(Point-based annotation data)
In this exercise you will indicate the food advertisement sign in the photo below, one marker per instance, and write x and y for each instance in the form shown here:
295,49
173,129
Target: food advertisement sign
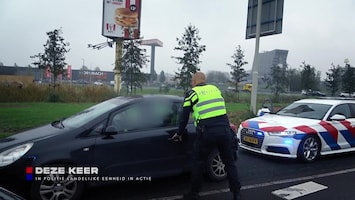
121,19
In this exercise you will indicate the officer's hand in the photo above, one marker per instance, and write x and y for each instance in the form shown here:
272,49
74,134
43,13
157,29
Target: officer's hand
176,137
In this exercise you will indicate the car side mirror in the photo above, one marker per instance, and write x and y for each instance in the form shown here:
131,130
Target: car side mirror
110,130
338,117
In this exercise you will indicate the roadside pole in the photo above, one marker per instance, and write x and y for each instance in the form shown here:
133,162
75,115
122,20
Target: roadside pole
117,69
255,68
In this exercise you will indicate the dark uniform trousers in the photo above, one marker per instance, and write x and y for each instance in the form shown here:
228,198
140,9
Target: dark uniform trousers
209,138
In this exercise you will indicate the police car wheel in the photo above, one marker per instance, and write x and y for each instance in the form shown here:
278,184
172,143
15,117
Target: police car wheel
309,149
56,186
215,167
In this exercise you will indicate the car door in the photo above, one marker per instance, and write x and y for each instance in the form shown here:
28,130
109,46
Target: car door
345,128
142,146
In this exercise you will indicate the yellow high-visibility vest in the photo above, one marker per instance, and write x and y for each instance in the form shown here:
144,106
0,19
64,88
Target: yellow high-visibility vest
210,103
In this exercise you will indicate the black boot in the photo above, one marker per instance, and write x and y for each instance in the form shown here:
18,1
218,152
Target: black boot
237,196
191,196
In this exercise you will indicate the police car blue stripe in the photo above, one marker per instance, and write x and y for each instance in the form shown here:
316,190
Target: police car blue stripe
253,124
329,140
348,137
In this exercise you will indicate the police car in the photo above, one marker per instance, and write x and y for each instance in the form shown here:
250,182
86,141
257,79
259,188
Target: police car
305,129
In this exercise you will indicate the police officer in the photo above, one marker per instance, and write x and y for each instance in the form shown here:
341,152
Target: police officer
213,131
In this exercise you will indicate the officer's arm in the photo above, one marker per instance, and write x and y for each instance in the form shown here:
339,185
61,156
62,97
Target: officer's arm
187,109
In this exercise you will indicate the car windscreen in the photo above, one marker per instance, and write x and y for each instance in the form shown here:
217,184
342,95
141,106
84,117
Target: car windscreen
91,113
305,110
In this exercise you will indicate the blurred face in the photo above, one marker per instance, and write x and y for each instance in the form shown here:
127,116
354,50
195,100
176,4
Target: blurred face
193,81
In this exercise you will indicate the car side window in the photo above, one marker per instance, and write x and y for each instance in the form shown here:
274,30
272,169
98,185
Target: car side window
352,110
128,119
163,114
147,115
342,109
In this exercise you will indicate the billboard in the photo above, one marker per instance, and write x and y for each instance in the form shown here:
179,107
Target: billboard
121,19
271,18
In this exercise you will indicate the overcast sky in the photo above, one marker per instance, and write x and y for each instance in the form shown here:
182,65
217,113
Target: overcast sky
319,32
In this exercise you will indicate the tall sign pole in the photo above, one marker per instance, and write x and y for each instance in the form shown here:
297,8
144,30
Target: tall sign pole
264,18
255,69
120,21
117,70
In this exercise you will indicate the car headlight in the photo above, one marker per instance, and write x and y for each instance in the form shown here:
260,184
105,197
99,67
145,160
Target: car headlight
11,155
282,133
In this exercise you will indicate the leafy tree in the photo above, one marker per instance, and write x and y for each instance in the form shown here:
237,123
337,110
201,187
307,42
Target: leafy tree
348,79
309,77
53,57
162,77
238,73
133,60
277,80
189,45
333,80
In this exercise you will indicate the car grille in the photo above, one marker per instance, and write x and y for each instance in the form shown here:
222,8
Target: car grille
251,137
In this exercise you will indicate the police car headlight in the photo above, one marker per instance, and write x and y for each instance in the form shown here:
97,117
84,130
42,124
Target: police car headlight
282,133
11,155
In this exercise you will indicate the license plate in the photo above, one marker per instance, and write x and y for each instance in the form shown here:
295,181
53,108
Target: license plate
250,140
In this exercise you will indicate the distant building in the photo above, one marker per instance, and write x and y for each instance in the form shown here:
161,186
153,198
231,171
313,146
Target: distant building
272,58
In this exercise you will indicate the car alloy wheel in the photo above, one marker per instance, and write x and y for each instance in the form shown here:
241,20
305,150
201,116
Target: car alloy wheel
215,167
309,149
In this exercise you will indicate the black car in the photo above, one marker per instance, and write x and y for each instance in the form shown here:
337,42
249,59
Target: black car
121,139
8,195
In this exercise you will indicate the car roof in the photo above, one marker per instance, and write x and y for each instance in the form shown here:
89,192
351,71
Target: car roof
329,101
149,96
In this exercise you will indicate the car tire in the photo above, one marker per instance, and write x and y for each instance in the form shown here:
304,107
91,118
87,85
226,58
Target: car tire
57,187
309,149
215,167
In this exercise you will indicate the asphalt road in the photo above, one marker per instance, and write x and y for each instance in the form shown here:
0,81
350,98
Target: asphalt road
262,177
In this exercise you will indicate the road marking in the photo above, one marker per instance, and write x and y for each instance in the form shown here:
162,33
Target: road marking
299,190
305,178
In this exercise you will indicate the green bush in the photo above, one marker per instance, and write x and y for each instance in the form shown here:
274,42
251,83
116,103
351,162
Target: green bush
61,93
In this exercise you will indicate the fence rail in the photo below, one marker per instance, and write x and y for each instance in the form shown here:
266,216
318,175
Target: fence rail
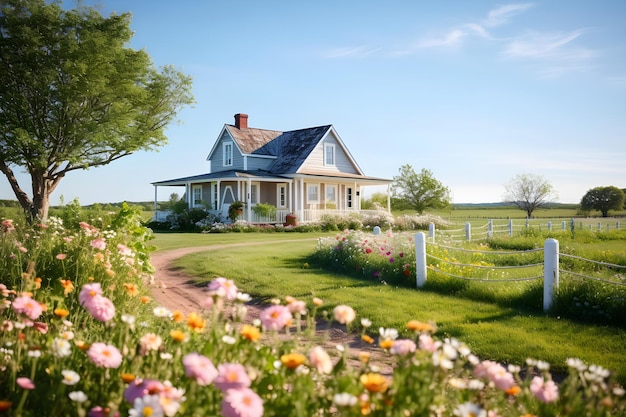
550,264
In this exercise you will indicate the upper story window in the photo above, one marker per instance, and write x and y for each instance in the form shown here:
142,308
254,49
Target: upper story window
313,193
228,153
329,154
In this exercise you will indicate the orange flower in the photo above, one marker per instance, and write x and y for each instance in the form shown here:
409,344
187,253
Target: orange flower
196,322
68,287
418,326
178,316
364,357
385,343
127,378
514,390
293,360
178,335
374,382
131,289
250,332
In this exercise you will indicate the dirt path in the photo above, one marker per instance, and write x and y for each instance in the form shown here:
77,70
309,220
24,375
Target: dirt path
175,290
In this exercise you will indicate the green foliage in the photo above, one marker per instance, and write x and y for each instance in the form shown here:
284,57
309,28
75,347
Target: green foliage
603,199
234,209
264,210
73,65
418,191
528,192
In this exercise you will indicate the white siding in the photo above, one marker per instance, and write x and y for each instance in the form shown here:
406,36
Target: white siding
315,161
217,161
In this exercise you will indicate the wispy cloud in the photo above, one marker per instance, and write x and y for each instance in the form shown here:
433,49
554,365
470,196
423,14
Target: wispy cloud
502,15
552,54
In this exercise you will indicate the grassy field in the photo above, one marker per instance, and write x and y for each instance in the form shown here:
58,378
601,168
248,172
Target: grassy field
275,266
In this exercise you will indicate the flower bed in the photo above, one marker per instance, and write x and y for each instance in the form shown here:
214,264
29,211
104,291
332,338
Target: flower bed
81,337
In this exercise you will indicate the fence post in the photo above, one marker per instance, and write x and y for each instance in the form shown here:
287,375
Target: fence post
420,259
550,271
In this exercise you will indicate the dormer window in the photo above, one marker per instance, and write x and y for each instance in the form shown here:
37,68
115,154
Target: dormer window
329,154
228,154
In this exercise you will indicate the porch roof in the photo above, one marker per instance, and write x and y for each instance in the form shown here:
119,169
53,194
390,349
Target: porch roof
233,175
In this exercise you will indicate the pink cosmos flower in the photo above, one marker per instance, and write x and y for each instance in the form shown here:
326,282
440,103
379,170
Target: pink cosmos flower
200,368
546,392
402,347
275,317
25,383
321,360
242,403
231,376
105,356
27,306
344,314
101,308
141,387
98,243
223,287
88,292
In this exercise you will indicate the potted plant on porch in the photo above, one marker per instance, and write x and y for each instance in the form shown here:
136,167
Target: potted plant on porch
234,210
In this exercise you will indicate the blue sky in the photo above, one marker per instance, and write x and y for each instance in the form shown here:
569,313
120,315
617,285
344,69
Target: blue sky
475,91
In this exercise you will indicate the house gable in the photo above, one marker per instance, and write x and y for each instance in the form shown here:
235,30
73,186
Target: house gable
330,156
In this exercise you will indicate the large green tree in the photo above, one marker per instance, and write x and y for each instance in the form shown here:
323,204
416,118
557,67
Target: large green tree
418,191
529,192
73,95
603,199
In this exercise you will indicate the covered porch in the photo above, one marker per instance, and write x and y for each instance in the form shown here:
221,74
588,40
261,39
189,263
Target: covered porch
304,196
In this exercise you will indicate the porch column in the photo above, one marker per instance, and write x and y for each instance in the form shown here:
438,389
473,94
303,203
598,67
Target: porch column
302,191
218,206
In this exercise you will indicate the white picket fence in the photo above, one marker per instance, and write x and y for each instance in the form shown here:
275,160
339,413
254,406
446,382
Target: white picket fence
551,267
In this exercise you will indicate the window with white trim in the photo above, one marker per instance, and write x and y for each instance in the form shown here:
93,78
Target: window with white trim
197,194
329,154
281,194
228,153
331,194
313,193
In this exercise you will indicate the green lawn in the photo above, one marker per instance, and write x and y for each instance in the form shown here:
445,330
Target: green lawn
274,266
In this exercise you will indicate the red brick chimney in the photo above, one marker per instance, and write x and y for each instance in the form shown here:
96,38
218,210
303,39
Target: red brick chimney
241,121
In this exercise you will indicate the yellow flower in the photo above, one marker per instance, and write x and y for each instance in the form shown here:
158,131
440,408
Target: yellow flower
293,360
131,289
418,326
374,382
250,332
196,322
178,316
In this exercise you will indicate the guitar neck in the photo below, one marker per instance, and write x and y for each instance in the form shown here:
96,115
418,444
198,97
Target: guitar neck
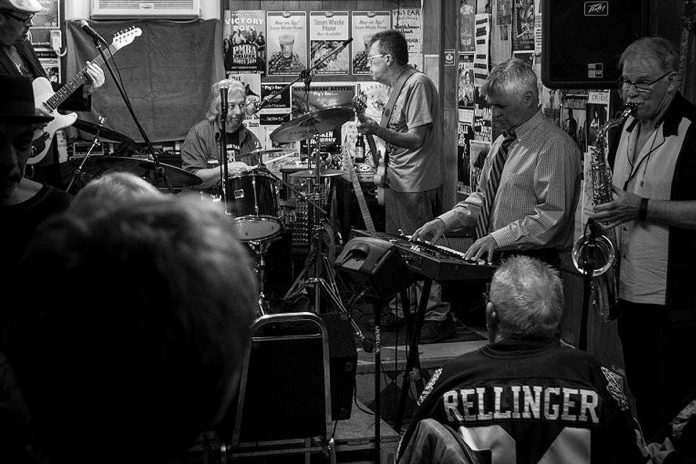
80,78
373,149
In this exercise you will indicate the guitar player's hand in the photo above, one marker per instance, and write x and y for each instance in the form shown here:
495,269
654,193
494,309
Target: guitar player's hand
96,79
368,126
430,231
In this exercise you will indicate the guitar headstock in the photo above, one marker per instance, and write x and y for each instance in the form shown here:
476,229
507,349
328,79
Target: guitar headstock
689,16
126,37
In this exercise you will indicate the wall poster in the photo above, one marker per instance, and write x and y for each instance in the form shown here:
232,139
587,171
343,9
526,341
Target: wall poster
364,25
244,40
328,30
287,42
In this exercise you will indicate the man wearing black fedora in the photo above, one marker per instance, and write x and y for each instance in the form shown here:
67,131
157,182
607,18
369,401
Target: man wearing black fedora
18,58
24,203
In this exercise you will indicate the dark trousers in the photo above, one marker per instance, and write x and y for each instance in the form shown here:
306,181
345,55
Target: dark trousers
659,347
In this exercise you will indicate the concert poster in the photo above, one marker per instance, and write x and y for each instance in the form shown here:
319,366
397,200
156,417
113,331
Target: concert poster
410,22
482,49
483,129
49,16
244,40
364,25
467,24
287,42
252,84
573,117
327,31
523,25
465,87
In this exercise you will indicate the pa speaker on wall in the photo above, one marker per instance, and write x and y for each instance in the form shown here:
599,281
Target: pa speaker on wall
583,40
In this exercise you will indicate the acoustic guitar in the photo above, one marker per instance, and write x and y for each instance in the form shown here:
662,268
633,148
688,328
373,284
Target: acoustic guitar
49,101
379,160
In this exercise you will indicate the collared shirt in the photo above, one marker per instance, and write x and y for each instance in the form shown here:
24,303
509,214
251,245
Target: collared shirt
201,148
535,203
416,170
657,260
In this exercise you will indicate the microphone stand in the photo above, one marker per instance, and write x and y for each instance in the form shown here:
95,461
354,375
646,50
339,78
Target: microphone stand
223,149
159,170
588,265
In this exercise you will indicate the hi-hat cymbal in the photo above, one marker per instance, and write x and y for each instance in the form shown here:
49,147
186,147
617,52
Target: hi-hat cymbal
262,151
144,168
103,132
311,173
311,124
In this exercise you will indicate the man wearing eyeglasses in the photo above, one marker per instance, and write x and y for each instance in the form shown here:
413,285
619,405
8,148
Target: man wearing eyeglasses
411,126
18,58
654,211
524,397
200,153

TASK
In the listing above, find the line containing "In this exercise you will indicate the collared", then reproduce it and each line after it through the end, exactly and with nothing added.

TASK RESULT
In this exercise you will indicate the collared shirt in the photo above, one marker per instance, and write x and y for each instance in the form shown here:
24,303
509,214
251,245
Target: collared shirt
201,148
535,203
416,170
657,260
In this exercise you will indicate the microphone stand in the photo above, one marker per instance, and write x and y for each instance in the form shown here:
95,461
354,375
646,50
339,78
Target: microphone stand
223,149
159,170
588,265
In this exercise you will indicate the hi-hat cymbal in the photo above, one marker per instance, and write x and y for each instance in the form shown here:
49,147
186,147
617,52
Target: hi-hat cymbal
262,151
144,168
103,132
311,173
311,124
In this exercise you will indicate the man wearing eyeglasses in the photo above, one marker per instance, and write x and y for each instance in the form shown here:
413,285
619,405
8,148
Target: man wearing eyeglasses
411,126
18,58
654,211
524,397
200,153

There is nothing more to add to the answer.